## Задание
Воспроизведите без изменений часть приведенного ниже фрагмента интервью: отрывок от слов «Вот и я, несостоявшийся» до слов «чем игра актеров?» включительно.

## Фрагмент
-- -- --
Вот и я, несостоявшийся оператор и фотограф-любитель раскладываю в театре этот общий план на детали и фрагменты, выделяю работу со светом и цветом.

– И вас это волнует больше, чем игра актеров?

– В каком-то смысле даже больше. Я люблю пластический театр, слепленный, сделанный руками. Ведь что ставят в большинстве театров, если это не  “Театр.doc” и не “Практика”? Чехов, Шекспир, Островский – далее по списку. Так вот, когда в некоем театре ставят в 144-й раз “Короля Лира”, ты уже не на Шекспира идешь, а либо на любимых актеров, либо, как я, посмотреть – как это они все нарисуют в 144-й раз?

– И бывают приятные удивления?

– Да. Драматург старенький, а картинка свеженькая! Зримый образ – это, новое божество в искусстве. Только литература держится из последних.

– Скоро романы будут смайликами писать.

–  Ну что же, и смайликами может получиться и талантливо, и бездарно. Смайлики позволяют домысливать образы. Может, лучше роман в смайликах, чем пошлый детективчик?

– Вот молодежь пишет на форумах: “Слишком много букф!”

– Может, стоит прислушаться. И тут бы я поставил подмигивающий смайлик.

– Вы работали  во  “Взгляде”, но  почему в этой суперпопулярной программе предпочтение отдавалось только трем ведущим – Листьеву, Любимову и Захарову?

– Так ведь достоинство программы “Взгляд” было заключено не в количестве ведущих, а в том, что она первой наряду с “До и после полуночи” стала крушить официоз, разговаривать с людьми на человеческом языке. Появление новых лиц – это тоже было принципиально, Любимов, Листьев и Захаров были не с телевидения.

– У вас не было внутренней обиды или ревности к  их популярности?

– Обиды – нет, ревности – было немножко. Хотелось побыстрее в “дамки”.

– Какой период работы – “Взгляд”, “Время”, “Вести”, собкорство в Израиле, своя программа на ТВЦ – вызывает сегодня приятные воспоминания?

– Приятно вспоминать, как 21 августа 1991 года я ехал по Москве на своей раздолбанной “копейке”, а мне бибикали и кричали в открытые окна “Вы победили!!!”, или как пару лет назад один высокопоставленный политик похлопал по плечу и сказал: “Ты молодец, ты уцелел”.

– Как журналист или как личность?

– Это не разделимо. Мне всегда было противно проводить в жизнь сомнительные установки, выпрыгивать из собственного пиджака, душить в себе то, что мне дорого.

– А что для вас так дорого?

– Моя экранная повадка, моя интонация. Осенью 99-го на третьей кнопке мне говорили: “Пойми, время такое, надо быть поагрессивнее”. И я спрашивал: “Вы что, спятили? Неужели вы действительно думаете, что я способен кому-то грызть глотку?” Чем это закончилось, вы, может, помните – заменили на послушного.
-- -- --
## Представленные сведения
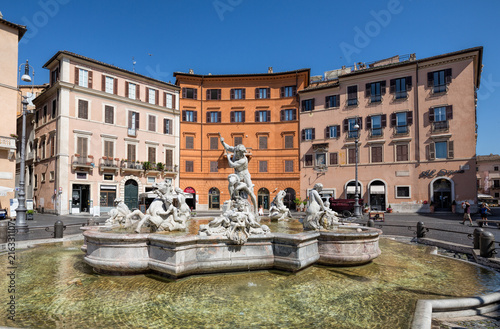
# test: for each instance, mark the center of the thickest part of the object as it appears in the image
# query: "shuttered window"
-- -- --
## Полный ответ
Вот и я, несостоявшийся оператор и фотограф-любитель раскладываю в театре этот общий план на детали и фрагменты, выделяю работу со светом и цветом.

– И вас это волнует больше, чем игра актеров?